*** Opening EXTRACT PROVIDED ***

By any standard this book is a theological landmark. Its author is an eminent and prolific Asian-American Evangelical theologian and professor of theology at the Regent University School of Divinity in Virginia Beach, Virginia, whose many writings on interreligious dialogue and pneumatology opened new ways for Evangelicals to respond positively to the challenges of cultural and religious pluralism.
This book on theology and Down Syndrome, and physical and intellectual disabilities in general is one of its kind. To my knowledge, beside Thomas Reynolds’ Vulnerable Communion: A Theology of Disability and Hospitality (2008), it is the most comprehensive and thorough proposal to rethink Christian theology of disabilities. Down Syndrome is not a mere theoretical issue for Yong. Rather the seeds of his theological reflections were sown in 1975 his youngest brother Mark was born with Down Syndrome.
Yong is extremely sensitive to the methodological problem of writing about Down Syndrome and physical disabilities in general when he himself is not suffering from them. In whose voice and for whom is he writing, he asks. In addition the theme requires an inter-, multi-, and transdisciplinary approach as disability is a concern not only in matters of education, health, and housing but also in economic, political and political spheres. Appealing to what he calls a “pneumatological imagination,” Yong exhorts his fellow Evangelicals to heed the fact that on Pentecost the apostles’ preaching was heard by each in his or her own language (Acts 2:4-11). The new languages in which the Gospel is heard today include those of the academic discourses and scientific disciplines, and of course, of the people suffering from disabilities themselves.
Yong divides his book in three parts comprising nine chapters. The first chapter introduces the theme of Down Syndrome and physical and intellectual disabilities and the method of “pneumatological imagination.” The second chapter gives an overview of how the biblical images of disability—the blind, the lame, the deaf—have been used in Western theology to marginalize persons with disability from full participation in community life. Part Two, with three chapters, studies how Down Syndrome and disability was treated in medical sciences, how the medical discourses of disability characterizing the disabled as idiot, moron, feebleminded, mongoloid, retard, developmentally disabled, cognitively disabled, intellectually disabled have been destabilized by postmodern thought, and how the theological discourse on disability can be expanded and enriched by being placed in the global context of feminism.

*** Closing EXTRACT PROVIDED ***
*** Opening GIVEN RECORDS ***

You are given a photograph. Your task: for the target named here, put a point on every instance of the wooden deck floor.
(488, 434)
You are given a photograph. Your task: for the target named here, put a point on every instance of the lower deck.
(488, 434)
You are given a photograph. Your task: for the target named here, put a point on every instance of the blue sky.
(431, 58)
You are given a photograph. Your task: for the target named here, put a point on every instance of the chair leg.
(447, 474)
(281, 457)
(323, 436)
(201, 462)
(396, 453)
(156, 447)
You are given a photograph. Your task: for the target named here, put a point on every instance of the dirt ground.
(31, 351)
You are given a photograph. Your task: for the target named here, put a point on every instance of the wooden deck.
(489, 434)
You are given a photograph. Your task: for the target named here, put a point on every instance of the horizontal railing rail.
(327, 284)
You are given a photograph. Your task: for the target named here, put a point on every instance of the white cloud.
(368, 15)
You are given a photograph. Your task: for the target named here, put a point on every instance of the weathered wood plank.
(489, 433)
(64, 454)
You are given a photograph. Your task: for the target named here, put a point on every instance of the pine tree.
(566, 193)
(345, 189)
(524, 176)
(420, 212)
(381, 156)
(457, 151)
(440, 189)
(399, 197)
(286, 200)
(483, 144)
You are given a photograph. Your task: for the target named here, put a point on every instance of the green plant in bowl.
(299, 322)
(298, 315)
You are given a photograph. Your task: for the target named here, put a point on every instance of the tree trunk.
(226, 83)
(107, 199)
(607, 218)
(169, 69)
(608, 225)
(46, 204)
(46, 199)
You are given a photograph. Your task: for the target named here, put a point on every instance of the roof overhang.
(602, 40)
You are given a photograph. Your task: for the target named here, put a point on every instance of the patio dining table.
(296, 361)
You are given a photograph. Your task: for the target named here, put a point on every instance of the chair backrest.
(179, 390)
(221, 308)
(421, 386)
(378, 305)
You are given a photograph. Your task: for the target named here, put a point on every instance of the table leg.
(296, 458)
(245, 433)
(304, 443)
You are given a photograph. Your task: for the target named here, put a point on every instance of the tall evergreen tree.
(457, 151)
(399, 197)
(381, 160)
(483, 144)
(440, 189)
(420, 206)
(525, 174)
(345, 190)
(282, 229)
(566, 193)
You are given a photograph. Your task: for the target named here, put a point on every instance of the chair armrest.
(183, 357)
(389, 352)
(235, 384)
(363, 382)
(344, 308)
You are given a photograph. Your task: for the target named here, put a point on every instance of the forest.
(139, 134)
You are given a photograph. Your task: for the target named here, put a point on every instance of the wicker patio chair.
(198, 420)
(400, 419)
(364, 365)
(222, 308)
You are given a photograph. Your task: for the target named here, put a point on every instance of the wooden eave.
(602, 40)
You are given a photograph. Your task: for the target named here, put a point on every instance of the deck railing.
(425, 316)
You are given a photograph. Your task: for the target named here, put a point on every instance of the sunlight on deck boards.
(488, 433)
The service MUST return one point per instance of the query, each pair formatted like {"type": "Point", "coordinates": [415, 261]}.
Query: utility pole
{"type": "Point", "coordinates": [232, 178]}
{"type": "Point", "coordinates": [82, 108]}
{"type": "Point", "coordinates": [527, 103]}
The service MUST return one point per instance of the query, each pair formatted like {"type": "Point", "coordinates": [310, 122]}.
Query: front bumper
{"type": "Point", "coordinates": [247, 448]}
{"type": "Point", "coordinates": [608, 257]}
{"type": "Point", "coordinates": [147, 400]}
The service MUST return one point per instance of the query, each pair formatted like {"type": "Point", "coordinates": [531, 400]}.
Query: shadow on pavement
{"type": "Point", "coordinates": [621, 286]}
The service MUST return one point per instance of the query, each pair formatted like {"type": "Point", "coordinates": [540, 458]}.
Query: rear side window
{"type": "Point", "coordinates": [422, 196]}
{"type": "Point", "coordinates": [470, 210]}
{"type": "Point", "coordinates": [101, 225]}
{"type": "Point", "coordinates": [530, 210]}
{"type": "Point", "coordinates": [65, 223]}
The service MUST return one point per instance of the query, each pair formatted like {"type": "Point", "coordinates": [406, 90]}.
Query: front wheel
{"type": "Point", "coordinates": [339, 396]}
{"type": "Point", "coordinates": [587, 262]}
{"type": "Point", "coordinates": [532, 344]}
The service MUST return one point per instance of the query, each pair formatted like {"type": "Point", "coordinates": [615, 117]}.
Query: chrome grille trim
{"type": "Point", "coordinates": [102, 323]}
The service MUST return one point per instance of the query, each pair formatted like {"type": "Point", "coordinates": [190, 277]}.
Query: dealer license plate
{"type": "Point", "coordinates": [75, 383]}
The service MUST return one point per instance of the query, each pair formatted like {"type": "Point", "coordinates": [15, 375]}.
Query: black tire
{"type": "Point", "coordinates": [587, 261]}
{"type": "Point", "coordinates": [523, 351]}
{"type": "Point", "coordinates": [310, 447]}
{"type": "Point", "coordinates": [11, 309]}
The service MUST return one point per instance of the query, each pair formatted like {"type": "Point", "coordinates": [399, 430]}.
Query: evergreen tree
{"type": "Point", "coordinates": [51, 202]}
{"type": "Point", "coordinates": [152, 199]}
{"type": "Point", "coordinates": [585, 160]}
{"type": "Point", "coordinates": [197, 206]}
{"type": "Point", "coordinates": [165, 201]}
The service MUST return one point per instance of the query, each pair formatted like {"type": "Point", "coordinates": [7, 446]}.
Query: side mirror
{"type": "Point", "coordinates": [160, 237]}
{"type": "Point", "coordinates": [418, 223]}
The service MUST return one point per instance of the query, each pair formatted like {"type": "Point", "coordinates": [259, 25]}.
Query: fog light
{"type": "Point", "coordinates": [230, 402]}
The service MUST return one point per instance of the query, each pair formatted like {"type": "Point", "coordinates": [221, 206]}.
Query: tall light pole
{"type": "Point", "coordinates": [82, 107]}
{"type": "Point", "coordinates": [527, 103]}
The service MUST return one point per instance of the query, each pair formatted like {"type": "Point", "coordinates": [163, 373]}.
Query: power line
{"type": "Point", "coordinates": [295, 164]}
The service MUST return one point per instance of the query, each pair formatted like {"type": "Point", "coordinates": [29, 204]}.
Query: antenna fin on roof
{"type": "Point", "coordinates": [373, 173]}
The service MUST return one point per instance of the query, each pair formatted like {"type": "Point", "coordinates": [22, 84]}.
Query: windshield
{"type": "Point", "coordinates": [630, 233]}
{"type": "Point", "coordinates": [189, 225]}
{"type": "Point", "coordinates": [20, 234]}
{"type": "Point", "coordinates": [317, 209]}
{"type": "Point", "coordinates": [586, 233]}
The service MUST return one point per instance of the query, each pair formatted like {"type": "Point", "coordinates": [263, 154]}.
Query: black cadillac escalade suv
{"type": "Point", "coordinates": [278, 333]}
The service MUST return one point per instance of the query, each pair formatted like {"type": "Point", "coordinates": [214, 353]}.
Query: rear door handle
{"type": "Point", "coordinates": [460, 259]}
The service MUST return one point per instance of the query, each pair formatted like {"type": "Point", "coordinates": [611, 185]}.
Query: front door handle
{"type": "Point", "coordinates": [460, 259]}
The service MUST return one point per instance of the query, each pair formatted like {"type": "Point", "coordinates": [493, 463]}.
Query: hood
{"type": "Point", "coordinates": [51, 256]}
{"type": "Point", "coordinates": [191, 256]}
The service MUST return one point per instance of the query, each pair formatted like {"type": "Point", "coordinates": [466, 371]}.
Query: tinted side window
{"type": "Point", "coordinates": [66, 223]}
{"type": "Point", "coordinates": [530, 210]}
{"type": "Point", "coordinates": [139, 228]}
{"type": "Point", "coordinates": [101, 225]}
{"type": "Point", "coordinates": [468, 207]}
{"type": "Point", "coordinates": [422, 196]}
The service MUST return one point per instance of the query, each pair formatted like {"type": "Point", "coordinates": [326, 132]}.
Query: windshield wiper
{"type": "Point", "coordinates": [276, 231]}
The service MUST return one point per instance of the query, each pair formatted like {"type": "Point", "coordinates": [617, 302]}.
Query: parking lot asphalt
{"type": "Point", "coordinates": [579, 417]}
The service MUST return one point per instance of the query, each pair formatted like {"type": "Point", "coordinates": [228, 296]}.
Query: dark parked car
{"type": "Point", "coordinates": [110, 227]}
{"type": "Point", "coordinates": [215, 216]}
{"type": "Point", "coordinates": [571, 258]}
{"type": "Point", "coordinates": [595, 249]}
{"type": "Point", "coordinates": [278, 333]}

*** Closing GIVEN RECORDS ***

TASK REQUIREMENTS:
According to the review of Yong's book on Down Syndrome, in what year was his youngest brother Mark born? The records have no connection to the review of Yong's book on theology and Down Syndrome.

WRITTEN SOLUTION:
1975